Write out again only the lines between the one with "Expected: one pin per instance of the reflective" and the end of the records below, both ends counted, and don't include the pictures.

* * * * * * * * *

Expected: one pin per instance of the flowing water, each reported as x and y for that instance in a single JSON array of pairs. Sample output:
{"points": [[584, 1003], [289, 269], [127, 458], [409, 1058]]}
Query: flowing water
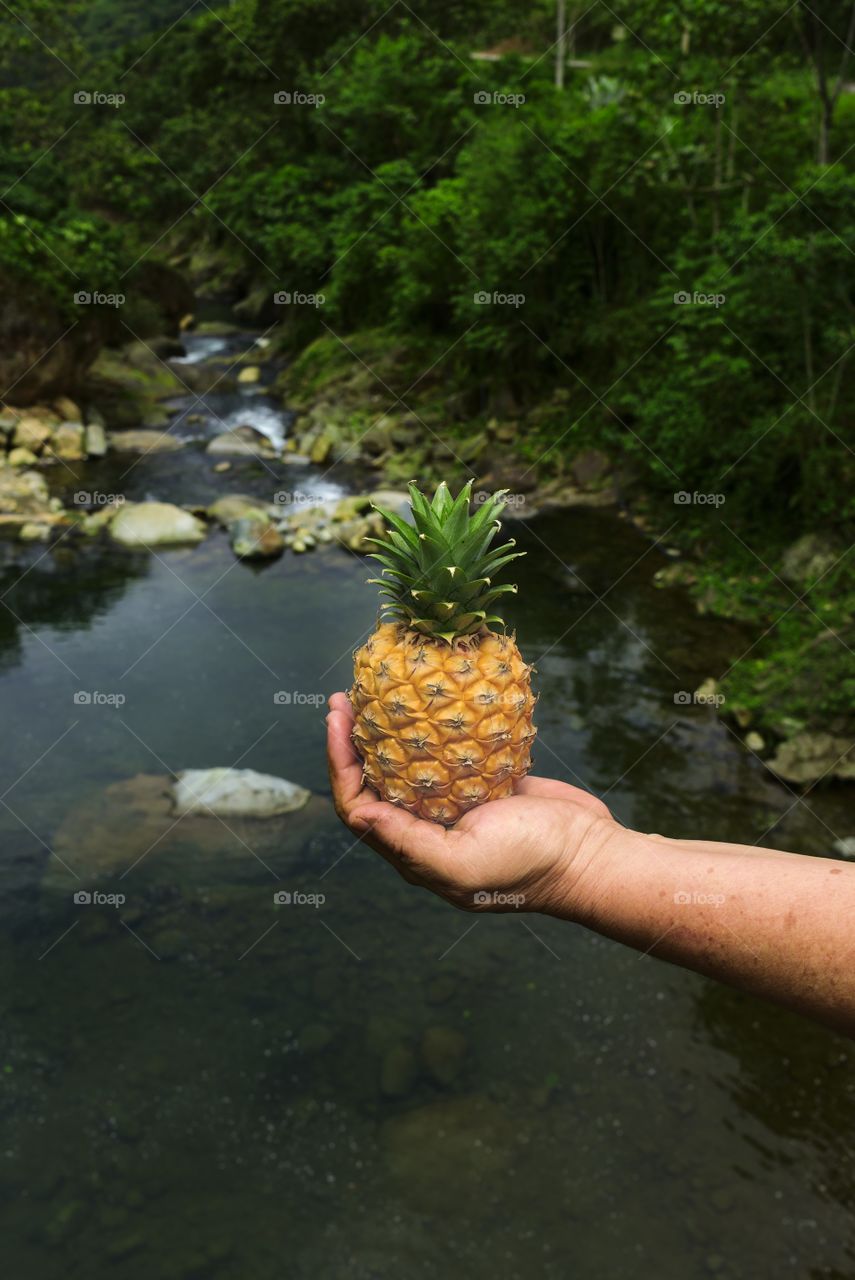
{"points": [[192, 1079]]}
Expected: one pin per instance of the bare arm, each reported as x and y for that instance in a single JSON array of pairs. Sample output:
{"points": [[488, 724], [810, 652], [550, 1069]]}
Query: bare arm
{"points": [[778, 924]]}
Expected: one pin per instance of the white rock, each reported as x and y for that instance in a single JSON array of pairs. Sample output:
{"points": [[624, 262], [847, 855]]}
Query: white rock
{"points": [[155, 524], [236, 792]]}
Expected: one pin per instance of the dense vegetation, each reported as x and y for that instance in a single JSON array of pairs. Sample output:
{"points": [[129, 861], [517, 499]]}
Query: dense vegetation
{"points": [[700, 150]]}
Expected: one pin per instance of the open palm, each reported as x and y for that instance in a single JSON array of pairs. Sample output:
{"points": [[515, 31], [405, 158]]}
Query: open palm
{"points": [[521, 853]]}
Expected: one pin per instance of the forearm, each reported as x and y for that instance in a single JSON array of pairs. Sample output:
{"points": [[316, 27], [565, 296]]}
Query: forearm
{"points": [[775, 923]]}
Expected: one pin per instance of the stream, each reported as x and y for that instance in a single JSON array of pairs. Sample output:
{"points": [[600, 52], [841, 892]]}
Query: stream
{"points": [[200, 1083]]}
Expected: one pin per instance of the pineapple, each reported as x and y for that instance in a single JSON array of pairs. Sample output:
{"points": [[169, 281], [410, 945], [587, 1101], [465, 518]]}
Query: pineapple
{"points": [[442, 703]]}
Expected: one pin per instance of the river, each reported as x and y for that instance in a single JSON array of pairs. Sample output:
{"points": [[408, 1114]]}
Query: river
{"points": [[192, 1080]]}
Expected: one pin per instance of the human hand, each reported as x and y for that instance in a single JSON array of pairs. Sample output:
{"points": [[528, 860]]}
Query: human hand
{"points": [[533, 851]]}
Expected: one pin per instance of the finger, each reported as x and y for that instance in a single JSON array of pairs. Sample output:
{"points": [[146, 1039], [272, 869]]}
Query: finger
{"points": [[551, 789], [344, 766]]}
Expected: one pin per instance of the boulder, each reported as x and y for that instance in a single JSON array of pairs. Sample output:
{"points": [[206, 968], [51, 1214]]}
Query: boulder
{"points": [[256, 538], [67, 442], [243, 440], [155, 524], [234, 506], [95, 440], [808, 558], [23, 493], [143, 440], [67, 410], [236, 792], [809, 757], [31, 433], [21, 457]]}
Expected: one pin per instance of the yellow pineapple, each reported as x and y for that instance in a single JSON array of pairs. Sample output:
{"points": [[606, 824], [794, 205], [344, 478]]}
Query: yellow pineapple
{"points": [[442, 703]]}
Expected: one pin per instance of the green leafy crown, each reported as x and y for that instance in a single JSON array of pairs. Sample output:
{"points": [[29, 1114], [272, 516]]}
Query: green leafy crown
{"points": [[438, 571]]}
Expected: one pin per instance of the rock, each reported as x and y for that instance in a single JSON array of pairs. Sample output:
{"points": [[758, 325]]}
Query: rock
{"points": [[31, 433], [236, 792], [95, 440], [255, 536], [808, 558], [67, 442], [243, 440], [392, 499], [675, 575], [143, 440], [398, 1072], [23, 493], [320, 449], [809, 757], [590, 467], [443, 1051], [68, 410], [33, 533], [234, 506], [155, 524], [449, 1152], [21, 457]]}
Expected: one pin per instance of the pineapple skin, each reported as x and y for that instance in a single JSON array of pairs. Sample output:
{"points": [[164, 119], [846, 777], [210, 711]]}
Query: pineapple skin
{"points": [[442, 727]]}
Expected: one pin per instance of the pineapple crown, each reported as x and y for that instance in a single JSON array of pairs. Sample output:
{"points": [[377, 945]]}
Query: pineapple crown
{"points": [[438, 571]]}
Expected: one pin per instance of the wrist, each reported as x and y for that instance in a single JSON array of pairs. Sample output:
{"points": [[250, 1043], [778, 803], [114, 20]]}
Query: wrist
{"points": [[595, 864]]}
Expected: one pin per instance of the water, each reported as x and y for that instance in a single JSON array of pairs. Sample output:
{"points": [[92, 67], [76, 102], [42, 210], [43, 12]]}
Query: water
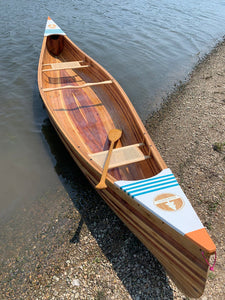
{"points": [[146, 45]]}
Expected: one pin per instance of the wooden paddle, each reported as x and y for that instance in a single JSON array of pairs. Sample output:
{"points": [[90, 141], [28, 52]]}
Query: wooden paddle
{"points": [[113, 136]]}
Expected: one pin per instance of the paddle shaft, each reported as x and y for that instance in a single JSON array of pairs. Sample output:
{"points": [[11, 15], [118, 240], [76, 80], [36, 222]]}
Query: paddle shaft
{"points": [[114, 135]]}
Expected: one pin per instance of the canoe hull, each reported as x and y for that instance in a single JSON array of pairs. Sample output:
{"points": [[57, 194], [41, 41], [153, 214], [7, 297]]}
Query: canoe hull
{"points": [[181, 258], [82, 116]]}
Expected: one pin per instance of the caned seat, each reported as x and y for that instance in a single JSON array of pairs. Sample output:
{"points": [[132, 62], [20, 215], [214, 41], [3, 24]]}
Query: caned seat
{"points": [[120, 156], [64, 66]]}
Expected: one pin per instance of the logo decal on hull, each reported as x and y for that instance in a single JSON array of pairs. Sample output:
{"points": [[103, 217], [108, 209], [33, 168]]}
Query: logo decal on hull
{"points": [[169, 202]]}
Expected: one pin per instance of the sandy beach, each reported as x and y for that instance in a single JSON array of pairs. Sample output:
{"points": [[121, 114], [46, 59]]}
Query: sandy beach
{"points": [[85, 252]]}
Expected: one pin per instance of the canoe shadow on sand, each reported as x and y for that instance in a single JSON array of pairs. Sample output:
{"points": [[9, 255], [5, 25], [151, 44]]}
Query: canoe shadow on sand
{"points": [[139, 271]]}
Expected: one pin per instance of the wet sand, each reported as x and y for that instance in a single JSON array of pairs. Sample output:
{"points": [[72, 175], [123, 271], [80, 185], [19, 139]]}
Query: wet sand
{"points": [[71, 246]]}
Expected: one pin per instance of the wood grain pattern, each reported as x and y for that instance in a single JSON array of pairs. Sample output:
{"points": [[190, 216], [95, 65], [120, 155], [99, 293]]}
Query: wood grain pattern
{"points": [[83, 118]]}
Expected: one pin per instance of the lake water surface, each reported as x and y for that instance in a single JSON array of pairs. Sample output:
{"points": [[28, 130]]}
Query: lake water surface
{"points": [[147, 46]]}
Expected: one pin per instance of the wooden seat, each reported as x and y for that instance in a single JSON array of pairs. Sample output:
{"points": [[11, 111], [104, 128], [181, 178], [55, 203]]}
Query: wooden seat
{"points": [[77, 86], [120, 156], [65, 65]]}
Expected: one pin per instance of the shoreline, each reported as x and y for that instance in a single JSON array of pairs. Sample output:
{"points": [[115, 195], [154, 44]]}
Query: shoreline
{"points": [[74, 251], [189, 132]]}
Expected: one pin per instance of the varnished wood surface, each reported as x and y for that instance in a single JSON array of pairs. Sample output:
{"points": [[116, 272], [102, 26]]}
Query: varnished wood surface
{"points": [[83, 118]]}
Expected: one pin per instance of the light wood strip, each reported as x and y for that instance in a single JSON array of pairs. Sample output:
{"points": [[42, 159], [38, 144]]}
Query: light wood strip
{"points": [[67, 64], [77, 86]]}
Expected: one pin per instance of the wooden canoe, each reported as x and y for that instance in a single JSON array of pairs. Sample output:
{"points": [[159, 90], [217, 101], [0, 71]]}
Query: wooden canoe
{"points": [[85, 103]]}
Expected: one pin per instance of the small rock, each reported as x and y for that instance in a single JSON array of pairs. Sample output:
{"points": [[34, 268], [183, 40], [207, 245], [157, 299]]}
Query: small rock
{"points": [[55, 278], [75, 282]]}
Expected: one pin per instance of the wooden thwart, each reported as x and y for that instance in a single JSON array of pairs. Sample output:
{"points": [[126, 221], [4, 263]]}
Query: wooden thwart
{"points": [[77, 86], [65, 65], [120, 156]]}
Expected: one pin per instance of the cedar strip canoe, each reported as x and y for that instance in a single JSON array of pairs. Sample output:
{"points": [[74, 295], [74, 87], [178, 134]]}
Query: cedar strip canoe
{"points": [[85, 103]]}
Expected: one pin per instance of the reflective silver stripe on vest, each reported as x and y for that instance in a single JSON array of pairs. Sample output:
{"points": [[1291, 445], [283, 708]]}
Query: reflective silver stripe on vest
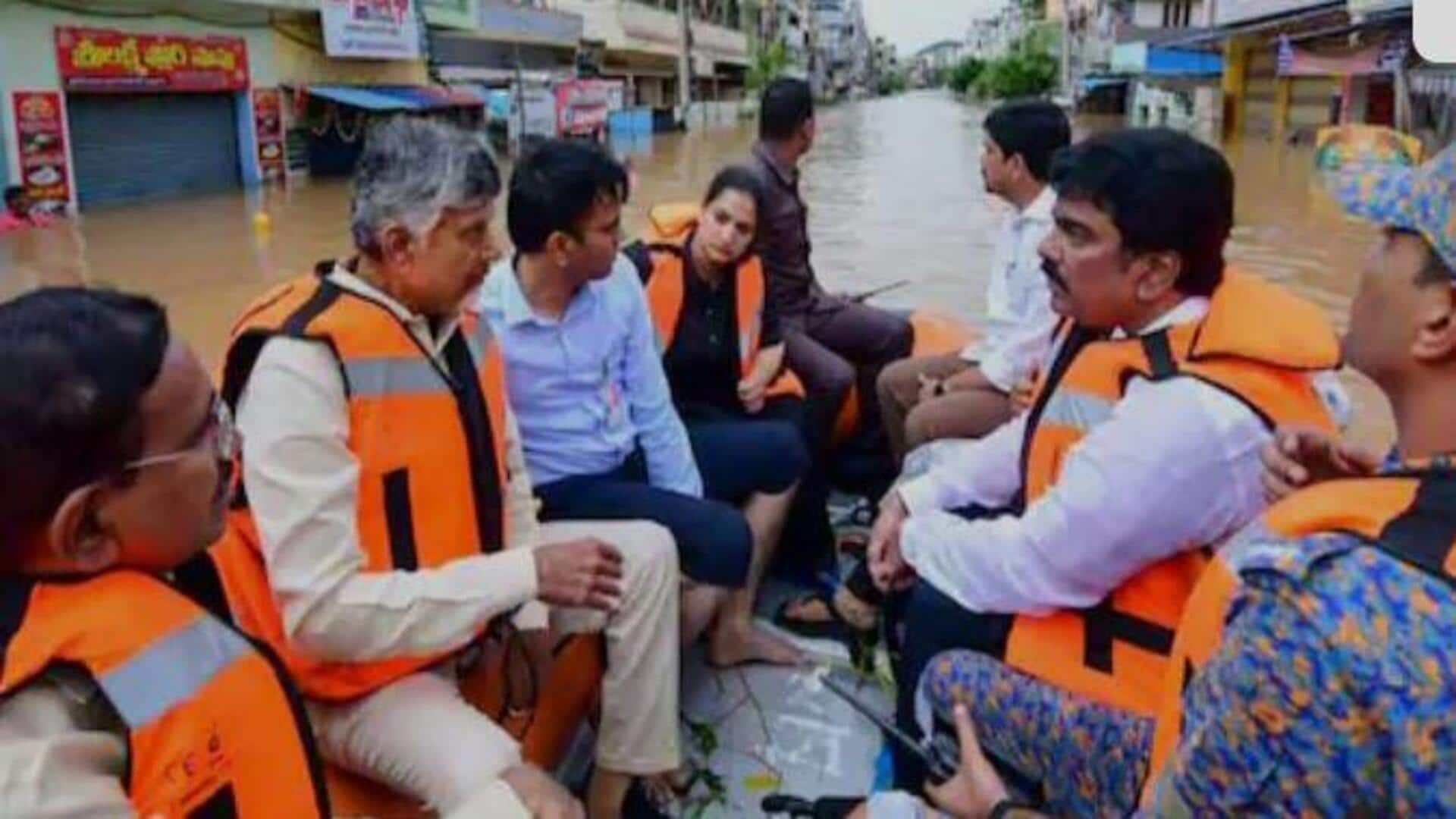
{"points": [[479, 341], [1076, 410], [394, 375], [748, 337], [171, 670]]}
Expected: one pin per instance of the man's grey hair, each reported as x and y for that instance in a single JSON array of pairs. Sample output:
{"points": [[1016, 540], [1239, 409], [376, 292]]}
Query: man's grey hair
{"points": [[411, 171]]}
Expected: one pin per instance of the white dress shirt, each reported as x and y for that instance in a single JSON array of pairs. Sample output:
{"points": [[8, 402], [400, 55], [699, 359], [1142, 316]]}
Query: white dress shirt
{"points": [[303, 488], [1175, 465], [1018, 303]]}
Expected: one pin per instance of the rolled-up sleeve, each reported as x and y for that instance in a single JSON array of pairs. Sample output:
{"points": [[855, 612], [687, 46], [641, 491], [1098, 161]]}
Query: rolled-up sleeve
{"points": [[302, 485], [984, 472], [52, 764], [1131, 493], [660, 430]]}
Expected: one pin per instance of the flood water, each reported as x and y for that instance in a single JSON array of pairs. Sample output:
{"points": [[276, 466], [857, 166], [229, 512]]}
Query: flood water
{"points": [[893, 186]]}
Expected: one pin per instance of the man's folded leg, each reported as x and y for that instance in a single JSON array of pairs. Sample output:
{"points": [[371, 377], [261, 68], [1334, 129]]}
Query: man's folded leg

* * * * * * * * *

• _Worked solution_
Expected: one pin per instance of the reflective silver stripe on vest, each reported as x and y for that instance in a single JSON array of pairs. Sample output:
{"points": [[1291, 445], [283, 708]]}
Query: reflective silver stripe on vest
{"points": [[479, 341], [1076, 410], [394, 375], [748, 337], [171, 670]]}
Expected: one pin per instance of the man's grey hair, each reported as x and y for that instance in a single JSON array of pairs. Sample output:
{"points": [[1016, 540], [1239, 409], [376, 292]]}
Query: man's grey hair
{"points": [[411, 171]]}
Expected: one pin per instance of the white dress shirt, each reported as x and y for that instance in a single JSON array of pairs. Sample output:
{"points": [[8, 402], [400, 55], [699, 359], [1142, 316]]}
Query: white dress shirt
{"points": [[303, 488], [1175, 465], [1018, 303]]}
Expected: one pin per instance of the rolled-up sleeve, each reported as x and y for that instance in a single JSON array of pairs. Sample output:
{"points": [[855, 612], [687, 46], [641, 491], [1098, 161]]}
Query: rolled-up sleeve
{"points": [[302, 485], [984, 472], [52, 764], [1131, 493], [660, 430]]}
Expected: one pin per instance of the flood water, each reported as x and y for that instance in a single JSON array of pairs. Sample output:
{"points": [[276, 466], [857, 166], [229, 512]]}
Query: flood water
{"points": [[893, 186]]}
Expected: one pin per instance of the man's folded leg, each reported as x and y for that instance in a single JSON array of pairs. Sample output:
{"points": [[371, 377], [261, 68], [1334, 129]]}
Query: man's folded leg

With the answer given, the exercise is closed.